>> BEGIN

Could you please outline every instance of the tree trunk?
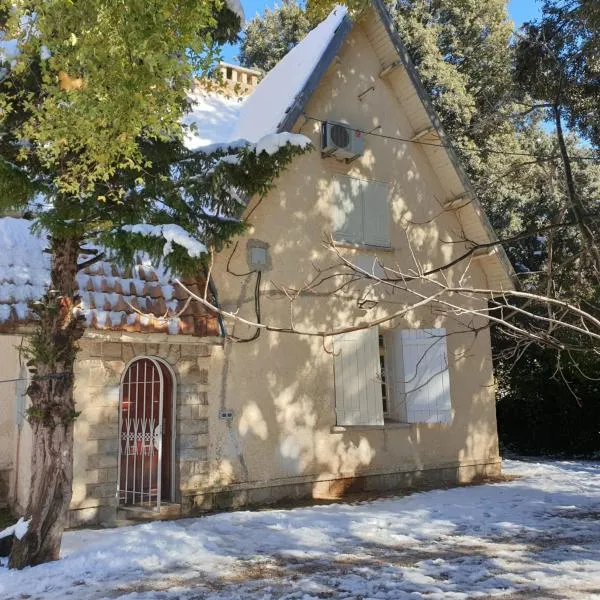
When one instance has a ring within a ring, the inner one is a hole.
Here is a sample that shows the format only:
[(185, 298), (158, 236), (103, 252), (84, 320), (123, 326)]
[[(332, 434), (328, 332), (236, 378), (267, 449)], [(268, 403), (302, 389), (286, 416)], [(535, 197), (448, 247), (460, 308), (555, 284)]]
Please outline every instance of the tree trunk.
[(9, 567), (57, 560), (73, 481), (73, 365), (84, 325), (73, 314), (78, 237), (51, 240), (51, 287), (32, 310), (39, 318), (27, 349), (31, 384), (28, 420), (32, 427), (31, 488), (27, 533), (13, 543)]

>> END
>> BEGIN

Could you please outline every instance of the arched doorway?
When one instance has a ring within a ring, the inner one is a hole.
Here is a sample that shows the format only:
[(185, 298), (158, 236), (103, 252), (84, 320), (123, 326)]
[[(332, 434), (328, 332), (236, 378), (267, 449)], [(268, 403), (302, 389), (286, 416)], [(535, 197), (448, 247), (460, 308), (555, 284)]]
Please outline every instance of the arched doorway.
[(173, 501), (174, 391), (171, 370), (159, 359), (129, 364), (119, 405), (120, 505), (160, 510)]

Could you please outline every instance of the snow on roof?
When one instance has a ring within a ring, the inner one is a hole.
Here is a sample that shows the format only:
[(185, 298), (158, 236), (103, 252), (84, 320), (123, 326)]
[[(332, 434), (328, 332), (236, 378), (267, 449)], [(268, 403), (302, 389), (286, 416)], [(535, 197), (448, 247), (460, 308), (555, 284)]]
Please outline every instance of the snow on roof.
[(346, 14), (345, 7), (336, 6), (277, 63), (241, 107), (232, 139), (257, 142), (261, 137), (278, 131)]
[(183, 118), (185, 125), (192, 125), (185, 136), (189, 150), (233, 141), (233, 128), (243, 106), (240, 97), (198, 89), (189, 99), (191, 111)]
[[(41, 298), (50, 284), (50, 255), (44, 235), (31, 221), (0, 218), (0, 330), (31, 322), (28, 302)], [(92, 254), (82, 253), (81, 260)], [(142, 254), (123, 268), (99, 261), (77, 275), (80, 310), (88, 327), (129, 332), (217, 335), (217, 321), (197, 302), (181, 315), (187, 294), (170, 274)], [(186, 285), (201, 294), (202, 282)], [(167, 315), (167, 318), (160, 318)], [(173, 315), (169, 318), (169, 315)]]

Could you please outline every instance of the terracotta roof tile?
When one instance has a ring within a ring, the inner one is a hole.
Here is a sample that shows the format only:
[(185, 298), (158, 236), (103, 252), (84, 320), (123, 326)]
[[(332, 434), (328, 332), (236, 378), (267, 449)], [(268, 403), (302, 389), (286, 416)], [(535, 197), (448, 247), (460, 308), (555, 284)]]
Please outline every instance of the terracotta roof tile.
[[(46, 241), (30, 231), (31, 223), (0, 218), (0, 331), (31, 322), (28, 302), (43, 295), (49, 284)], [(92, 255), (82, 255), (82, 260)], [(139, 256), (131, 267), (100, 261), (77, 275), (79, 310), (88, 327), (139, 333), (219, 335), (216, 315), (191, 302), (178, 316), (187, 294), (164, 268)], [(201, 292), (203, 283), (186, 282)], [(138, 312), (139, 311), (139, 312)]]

>> END

## REQUIRED TASK
Please show each line from the rows above that contains the word "snow". Letter case matters.

## ANSWER BELOW
Could you please outline every instance of the snow on roof?
Please outline every instance of the snow on roof.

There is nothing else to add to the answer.